▶ **Work instructions**:
Filter these entries, keeping only lines that hold the word "with".

▶ **Records supplied**:
· · · · · · ·

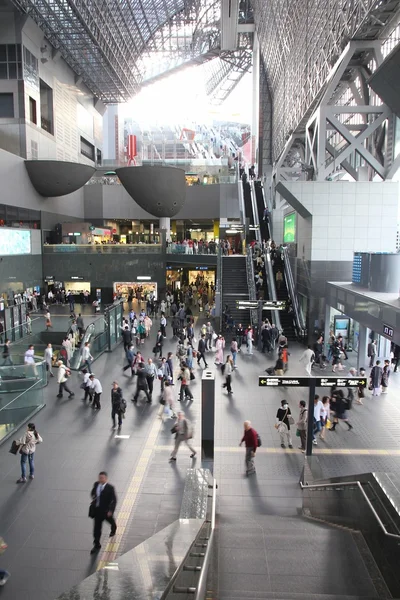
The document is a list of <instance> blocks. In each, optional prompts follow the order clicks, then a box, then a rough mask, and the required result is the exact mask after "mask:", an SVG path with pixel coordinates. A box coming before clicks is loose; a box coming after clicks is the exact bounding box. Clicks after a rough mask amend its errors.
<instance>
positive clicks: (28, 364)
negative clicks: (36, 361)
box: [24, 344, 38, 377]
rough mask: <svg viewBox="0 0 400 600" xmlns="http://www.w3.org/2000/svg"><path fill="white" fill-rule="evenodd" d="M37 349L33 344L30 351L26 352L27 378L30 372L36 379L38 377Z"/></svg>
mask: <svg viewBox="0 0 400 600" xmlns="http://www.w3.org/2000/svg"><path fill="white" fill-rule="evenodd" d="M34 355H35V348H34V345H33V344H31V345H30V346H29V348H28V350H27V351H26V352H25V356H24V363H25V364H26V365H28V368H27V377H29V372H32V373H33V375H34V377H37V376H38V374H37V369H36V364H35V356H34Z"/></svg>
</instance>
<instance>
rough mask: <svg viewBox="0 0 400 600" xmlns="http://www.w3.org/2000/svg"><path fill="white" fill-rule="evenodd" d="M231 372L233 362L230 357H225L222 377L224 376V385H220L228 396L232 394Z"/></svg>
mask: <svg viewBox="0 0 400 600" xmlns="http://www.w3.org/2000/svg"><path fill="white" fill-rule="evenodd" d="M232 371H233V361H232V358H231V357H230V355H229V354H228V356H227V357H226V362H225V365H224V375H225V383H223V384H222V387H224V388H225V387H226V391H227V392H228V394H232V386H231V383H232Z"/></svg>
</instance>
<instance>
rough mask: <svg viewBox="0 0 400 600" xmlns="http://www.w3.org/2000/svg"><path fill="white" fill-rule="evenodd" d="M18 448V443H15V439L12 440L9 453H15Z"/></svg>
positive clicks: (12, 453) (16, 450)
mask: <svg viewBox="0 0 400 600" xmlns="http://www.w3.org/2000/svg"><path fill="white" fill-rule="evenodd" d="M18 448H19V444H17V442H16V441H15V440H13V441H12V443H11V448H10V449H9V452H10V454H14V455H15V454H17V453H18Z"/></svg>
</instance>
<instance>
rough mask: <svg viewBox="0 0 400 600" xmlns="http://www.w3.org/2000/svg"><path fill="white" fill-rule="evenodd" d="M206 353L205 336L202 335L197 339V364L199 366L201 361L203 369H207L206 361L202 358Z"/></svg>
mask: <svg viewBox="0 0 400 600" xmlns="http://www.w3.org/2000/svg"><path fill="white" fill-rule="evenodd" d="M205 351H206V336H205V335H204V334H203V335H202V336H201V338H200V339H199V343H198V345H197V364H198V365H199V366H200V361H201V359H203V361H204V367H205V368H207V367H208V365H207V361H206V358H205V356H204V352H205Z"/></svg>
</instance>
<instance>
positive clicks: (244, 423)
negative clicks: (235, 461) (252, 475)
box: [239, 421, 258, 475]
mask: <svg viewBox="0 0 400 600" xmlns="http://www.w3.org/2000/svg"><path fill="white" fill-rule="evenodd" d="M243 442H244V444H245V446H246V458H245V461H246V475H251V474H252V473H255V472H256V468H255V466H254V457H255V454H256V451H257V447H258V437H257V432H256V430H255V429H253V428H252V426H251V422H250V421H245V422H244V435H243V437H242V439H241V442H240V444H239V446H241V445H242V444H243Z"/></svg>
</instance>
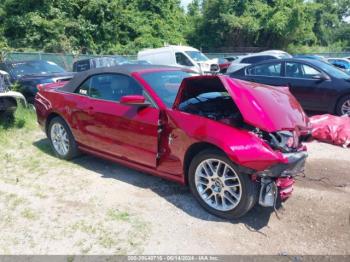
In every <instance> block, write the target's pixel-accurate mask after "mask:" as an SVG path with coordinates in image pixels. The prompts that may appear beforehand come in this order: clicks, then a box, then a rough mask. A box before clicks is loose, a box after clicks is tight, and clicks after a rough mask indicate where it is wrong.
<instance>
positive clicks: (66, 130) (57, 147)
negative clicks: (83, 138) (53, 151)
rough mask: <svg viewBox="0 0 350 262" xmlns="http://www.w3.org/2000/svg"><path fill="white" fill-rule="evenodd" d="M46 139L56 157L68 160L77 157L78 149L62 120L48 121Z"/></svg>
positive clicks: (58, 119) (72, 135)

· · · · · · ·

▶ **Output of the task**:
The document is a list of <instance> blocks. In each, optional prompts follow the order clicks, then a box, then a rough mask, and the required result is the exact mask after "mask:", an SVG path with pixel coordinates. A box coming before clicks is loose; a box coming after clicks is the exact bounding box. Clicks after a rough mask amend its errors.
In every <instance> block, write the target's pixel-accurate mask after "mask:" as an SVG path with coordinates in image pixels. The prompts that may appear beforehand come in this order: clicks, then a box, then a rough mask. A box before clicks is loose, a box after clicks is tight, and clicks after a rough mask indicate where it is wrong.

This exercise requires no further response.